— START OF Records —

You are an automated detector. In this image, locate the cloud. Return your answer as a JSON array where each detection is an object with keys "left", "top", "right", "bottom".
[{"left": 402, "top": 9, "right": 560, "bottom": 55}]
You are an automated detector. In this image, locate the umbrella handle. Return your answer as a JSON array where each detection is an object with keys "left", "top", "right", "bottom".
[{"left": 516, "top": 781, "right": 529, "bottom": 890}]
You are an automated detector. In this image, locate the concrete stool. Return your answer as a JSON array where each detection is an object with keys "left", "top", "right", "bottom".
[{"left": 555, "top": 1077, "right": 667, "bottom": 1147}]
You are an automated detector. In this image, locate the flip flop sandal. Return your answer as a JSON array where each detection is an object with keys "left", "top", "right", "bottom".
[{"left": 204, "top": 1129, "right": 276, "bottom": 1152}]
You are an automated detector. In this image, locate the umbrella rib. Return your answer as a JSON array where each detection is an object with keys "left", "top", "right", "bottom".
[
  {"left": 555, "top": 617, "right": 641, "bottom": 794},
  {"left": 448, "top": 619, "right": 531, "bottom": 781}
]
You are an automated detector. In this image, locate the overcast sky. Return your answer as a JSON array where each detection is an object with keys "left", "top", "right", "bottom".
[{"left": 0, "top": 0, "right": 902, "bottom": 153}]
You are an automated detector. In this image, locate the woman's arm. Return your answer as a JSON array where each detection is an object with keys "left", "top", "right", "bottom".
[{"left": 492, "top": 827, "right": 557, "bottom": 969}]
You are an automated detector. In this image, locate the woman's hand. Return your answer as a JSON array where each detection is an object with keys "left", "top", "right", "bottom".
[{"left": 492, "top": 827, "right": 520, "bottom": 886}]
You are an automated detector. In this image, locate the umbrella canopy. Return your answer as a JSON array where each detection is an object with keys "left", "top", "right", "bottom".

— END OF Records —

Exercise requirements: Copy out every one of the records above without changing a single character.

Response below:
You are an automated detector. In this image, locate the cloud. Return your answer as a JSON array where each detection is an object with keys "left", "top", "right", "bottom".
[{"left": 402, "top": 9, "right": 560, "bottom": 55}]
You are an automated detector. In this image, locate the umbrella handle. Return your answer as a JSON array where each detection is an object with keys "left", "top", "right", "bottom".
[{"left": 516, "top": 781, "right": 529, "bottom": 890}]
You are an automated detector. In this image, locate the concrete stool. Return your answer as a JSON array where each detection is an object with keys "left", "top", "right", "bottom".
[{"left": 555, "top": 1077, "right": 667, "bottom": 1147}]
You are an automated detector. In this image, locate the flip flop sandal. Return your answer as a JSON array where each detection is an object with keys "left", "top", "right", "bottom".
[{"left": 204, "top": 1129, "right": 276, "bottom": 1152}]
You are an automated detector. In this image, locate the umbrella rib. Return your answer as a JSON array where each detection is an object with keys "left", "top", "right", "bottom".
[
  {"left": 555, "top": 617, "right": 641, "bottom": 794},
  {"left": 448, "top": 619, "right": 531, "bottom": 781}
]
You are an automated detector. In this image, locate the overcast sky. Return your answer as a JSON array where each detection is an object with keys "left", "top", "right", "bottom".
[{"left": 0, "top": 0, "right": 902, "bottom": 153}]
You are an automated detector. In this image, locate the woman's arm. Return your answer as a JSON array where each detection is an object with keys "left", "top", "right", "bottom".
[{"left": 492, "top": 827, "right": 557, "bottom": 969}]
You are an automated detector. In this image, locate the woman's hand. Return your answer as a JSON array where each detection is an object with keys "left", "top", "right", "bottom".
[{"left": 492, "top": 827, "right": 520, "bottom": 886}]
You are an automated detector. In this image, locate the umbrella canopy. Return your answer as a JSON array where each detection is an object with keys "left", "top", "right", "bottom".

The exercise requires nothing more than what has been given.